• _Passage_
::::::
Contrary to many early predictions, the consequences of Daubert v. Merrell Dow Pharmaceuticals and its progeny have been quite positive.  Contrary to pre-Daubert practice, all expert testimony is now scrutinized for reliability before admitted into court. The result has been a significant decline in the presentation of "quackspertise" in the courts.

Nevertheless, Daubert has several significant limitations.

First, many state courts have declined to adopt it, and have instead retained more liberal rules of admissibility, some of which amount to a "let-it-all-in" philosophy.

Second, some federal judges simply refuse to acknowledge the sea change that has occurred in the law of expert testimony, and continue to rely on older, more inclusionary precedents.

Third, Daubert has been ineffective in limiting the use of junk science by prosecutors in criminal cases. Finally, Daubert is a poor match for certain kinds of expert testimony. Specifically, Rule 702 and the Daubert trilogy are ill-equipped to deal with "connoisseur" testimony that arises from a legitimate field of expertise, but whose reliability is ultimately dependent on the personal credibility of the testifying expert.

This paper addresses each of these limitations in turn, and suggests that the relevant problems demand resolution before one can conclude that the Daubert revolution is complete.
::::::
• _Entries provided_
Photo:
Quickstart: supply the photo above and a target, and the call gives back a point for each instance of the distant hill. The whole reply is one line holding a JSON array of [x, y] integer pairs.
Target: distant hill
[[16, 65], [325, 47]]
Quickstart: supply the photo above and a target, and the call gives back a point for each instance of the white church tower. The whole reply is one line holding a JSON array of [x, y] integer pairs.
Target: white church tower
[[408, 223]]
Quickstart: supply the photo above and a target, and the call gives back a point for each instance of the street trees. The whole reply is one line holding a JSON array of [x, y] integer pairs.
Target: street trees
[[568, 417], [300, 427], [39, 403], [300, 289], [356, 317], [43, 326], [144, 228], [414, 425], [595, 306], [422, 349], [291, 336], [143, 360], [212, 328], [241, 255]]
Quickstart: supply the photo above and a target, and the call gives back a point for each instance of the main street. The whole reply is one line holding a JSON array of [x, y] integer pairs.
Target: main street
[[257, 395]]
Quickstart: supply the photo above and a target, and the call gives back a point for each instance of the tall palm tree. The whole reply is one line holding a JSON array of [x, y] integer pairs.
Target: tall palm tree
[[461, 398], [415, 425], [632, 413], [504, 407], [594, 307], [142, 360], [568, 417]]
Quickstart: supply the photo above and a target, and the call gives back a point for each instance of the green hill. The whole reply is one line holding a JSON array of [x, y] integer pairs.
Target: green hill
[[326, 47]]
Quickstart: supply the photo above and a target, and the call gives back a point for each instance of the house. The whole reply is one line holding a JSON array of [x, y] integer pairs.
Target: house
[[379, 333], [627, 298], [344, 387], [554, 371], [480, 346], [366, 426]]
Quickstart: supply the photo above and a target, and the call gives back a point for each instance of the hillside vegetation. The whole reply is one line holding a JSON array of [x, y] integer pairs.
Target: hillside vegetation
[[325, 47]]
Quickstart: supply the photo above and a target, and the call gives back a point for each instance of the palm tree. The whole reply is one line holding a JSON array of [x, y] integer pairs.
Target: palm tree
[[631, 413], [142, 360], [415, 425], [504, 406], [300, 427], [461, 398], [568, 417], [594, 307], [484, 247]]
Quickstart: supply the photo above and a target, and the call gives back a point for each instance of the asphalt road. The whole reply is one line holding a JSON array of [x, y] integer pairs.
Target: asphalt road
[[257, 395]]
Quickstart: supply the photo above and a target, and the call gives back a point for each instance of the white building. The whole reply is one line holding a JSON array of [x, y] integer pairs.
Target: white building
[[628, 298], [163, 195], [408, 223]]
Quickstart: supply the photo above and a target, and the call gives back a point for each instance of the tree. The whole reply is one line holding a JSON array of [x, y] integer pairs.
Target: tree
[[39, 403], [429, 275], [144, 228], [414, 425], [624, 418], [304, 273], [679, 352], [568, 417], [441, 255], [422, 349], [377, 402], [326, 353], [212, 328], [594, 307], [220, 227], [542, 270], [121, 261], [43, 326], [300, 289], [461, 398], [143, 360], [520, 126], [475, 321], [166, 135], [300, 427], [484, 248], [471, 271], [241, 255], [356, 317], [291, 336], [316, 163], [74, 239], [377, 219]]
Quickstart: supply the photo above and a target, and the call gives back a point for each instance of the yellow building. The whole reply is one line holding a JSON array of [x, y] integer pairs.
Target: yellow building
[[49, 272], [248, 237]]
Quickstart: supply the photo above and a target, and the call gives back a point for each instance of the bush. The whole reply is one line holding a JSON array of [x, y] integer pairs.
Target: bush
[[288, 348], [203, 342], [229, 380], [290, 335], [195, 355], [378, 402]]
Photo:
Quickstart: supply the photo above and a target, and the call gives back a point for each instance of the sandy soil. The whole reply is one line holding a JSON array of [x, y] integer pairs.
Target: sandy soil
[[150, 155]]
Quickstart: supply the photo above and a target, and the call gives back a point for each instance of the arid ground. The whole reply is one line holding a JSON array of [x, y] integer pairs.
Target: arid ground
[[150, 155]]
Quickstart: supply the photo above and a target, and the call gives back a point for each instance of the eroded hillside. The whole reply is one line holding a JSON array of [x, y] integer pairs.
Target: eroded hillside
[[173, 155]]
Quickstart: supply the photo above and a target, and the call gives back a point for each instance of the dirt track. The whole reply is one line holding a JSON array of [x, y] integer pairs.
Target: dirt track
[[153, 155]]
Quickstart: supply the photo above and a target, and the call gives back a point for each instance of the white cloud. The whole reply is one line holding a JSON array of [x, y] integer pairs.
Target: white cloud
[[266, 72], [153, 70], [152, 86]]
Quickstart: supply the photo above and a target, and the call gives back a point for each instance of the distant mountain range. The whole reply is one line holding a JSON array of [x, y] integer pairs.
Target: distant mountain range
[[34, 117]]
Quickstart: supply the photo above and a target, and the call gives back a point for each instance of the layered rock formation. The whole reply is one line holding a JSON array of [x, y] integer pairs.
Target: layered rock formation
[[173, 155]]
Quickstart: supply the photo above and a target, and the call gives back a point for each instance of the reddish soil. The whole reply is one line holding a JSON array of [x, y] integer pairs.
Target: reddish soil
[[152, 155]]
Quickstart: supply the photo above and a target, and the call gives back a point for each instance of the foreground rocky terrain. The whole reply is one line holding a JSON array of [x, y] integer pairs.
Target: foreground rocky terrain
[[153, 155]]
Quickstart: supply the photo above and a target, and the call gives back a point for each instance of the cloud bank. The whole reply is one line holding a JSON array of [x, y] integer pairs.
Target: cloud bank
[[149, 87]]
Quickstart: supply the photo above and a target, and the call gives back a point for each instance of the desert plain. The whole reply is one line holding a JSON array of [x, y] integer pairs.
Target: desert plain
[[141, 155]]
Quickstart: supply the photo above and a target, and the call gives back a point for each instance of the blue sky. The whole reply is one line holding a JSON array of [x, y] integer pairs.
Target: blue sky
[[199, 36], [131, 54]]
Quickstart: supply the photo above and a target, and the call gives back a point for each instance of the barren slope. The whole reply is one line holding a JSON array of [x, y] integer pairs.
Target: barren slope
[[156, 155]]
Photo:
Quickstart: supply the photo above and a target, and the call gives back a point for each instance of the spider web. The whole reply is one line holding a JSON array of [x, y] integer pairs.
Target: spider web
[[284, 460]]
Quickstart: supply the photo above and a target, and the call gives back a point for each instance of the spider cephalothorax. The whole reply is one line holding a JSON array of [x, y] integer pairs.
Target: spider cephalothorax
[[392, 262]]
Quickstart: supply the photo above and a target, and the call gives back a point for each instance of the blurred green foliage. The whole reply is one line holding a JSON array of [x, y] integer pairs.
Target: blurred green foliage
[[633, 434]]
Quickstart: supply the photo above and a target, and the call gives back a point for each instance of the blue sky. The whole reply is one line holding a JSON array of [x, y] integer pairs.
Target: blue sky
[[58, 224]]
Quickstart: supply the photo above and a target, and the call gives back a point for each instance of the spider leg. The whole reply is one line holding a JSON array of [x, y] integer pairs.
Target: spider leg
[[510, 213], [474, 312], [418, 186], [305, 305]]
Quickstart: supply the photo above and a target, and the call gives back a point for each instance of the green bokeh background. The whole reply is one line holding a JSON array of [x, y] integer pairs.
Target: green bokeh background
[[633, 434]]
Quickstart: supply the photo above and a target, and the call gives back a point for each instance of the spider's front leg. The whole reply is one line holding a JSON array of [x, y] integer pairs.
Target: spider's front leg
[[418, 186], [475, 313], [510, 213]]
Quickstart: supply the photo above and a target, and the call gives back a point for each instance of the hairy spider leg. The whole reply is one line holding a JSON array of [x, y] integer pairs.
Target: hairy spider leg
::::::
• _About this task_
In the Daubert passage, which kind of expert testimony are Rule 702 and the Daubert trilogy said to be ill-equipped to deal with?

• _Expected output_
"Connoisseur" testimony, which arises from a legitimate field of expertise but whose reliability ultimately depends on the personal credibility of the testifying expert.